** begin GIVEN DATA **
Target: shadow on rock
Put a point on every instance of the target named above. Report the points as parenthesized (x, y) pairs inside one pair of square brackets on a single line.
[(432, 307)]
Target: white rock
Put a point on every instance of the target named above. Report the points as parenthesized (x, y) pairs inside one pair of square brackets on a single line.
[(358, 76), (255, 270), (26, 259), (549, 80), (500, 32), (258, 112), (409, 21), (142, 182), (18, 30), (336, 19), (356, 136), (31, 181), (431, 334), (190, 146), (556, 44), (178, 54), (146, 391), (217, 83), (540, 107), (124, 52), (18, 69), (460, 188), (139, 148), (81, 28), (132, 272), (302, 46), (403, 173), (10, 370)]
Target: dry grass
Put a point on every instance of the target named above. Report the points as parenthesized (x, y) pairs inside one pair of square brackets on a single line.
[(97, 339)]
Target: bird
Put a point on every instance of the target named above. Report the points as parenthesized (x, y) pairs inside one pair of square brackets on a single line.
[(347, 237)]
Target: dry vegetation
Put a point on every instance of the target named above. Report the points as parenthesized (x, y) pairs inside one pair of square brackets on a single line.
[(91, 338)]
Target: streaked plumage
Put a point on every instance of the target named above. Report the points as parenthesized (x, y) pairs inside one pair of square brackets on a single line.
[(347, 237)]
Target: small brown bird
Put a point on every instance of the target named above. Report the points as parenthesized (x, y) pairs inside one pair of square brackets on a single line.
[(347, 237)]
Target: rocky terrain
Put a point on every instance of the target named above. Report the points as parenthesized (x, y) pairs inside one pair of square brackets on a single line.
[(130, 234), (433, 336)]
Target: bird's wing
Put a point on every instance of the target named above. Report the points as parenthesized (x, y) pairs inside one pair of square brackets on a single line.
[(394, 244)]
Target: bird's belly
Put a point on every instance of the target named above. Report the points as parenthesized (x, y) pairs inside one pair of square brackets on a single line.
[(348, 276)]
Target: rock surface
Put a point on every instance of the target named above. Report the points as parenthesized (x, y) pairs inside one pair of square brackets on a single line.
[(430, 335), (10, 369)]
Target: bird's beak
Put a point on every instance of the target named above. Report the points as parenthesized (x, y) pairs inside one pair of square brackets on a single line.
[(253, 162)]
** end GIVEN DATA **
Could you turn every line of the entries above into a JSON list of strings, one string per line, leaving out any blank lines?

[
  "Target: shadow on rock",
  "Put a point on every instance of the target named above. Report the points as parenthesized (x, y) pairs inside one pair of square brackets on a single line.",
  "[(432, 307)]",
  "Target: white rock",
  "Put a point on every instance of the target named above. Report the points as parenthesized (x, y) pairs inside one pair of square brackets on a single line.",
  "[(358, 76), (255, 270), (26, 259), (549, 80), (500, 32), (258, 112), (409, 21), (142, 182), (18, 30), (336, 19), (356, 136), (31, 181), (431, 334), (190, 146), (556, 44), (178, 54), (146, 391), (217, 83), (540, 107), (124, 52), (18, 69), (460, 188), (139, 148), (81, 28), (132, 272), (302, 46), (403, 173), (10, 370)]",
  "Target: dry grass",
  "Put a point on every instance of the target named above. Report the points as parenthesized (x, y) pairs inside one pair of square brackets on a single line.",
  "[(97, 339)]",
  "Target: bird",
  "Put a point on every instance of the target named above. Report the points as parenthesized (x, y) pairs inside one pair of square brackets on a single line.",
  "[(347, 237)]",
  "Target: dry vegetation",
  "Put a point on every instance of the target named above. Report the points as parenthesized (x, y) pairs inside one pair of square brackets on a single line.",
  "[(91, 338)]",
  "Target: streaked plumage",
  "Put a point on every instance of the target named above. Report the points as parenthesized (x, y) pairs inside one pair of square brackets on a single line.",
  "[(347, 237)]",
  "Target: small brown bird",
  "Put a point on every instance of the target named above. Report the points as parenthesized (x, y) pairs inside one pair of square brackets on a single line.",
  "[(347, 237)]",
  "Target: rocky terrain",
  "Put a point on every instance of the target named above. Report the points as parenthesized (x, y) pairs inside one pair of square brackets on a single line.",
  "[(130, 234), (433, 336)]",
  "Target: bird's wing",
  "Put a point on every instance of the target named above. Report the points as parenthesized (x, y) pairs inside one pair of square brackets on a single line.",
  "[(394, 244)]",
  "Target: bird's belly",
  "Put a point on every instance of the target named above. Report the points as parenthesized (x, y) pairs inside one pair of square brackets on a single line.",
  "[(348, 276)]",
  "Target: rock surface",
  "Put a point on every instance of the target named above. Report the points as parenthesized (x, y) pairs inside one pair of square brackets on a single line.",
  "[(430, 335), (10, 369)]",
  "Target: bird's beak",
  "Put a point on every instance of the target named above. Report the points as parenthesized (x, y) pairs inside one pair of square brackets on a single line.",
  "[(253, 162)]"
]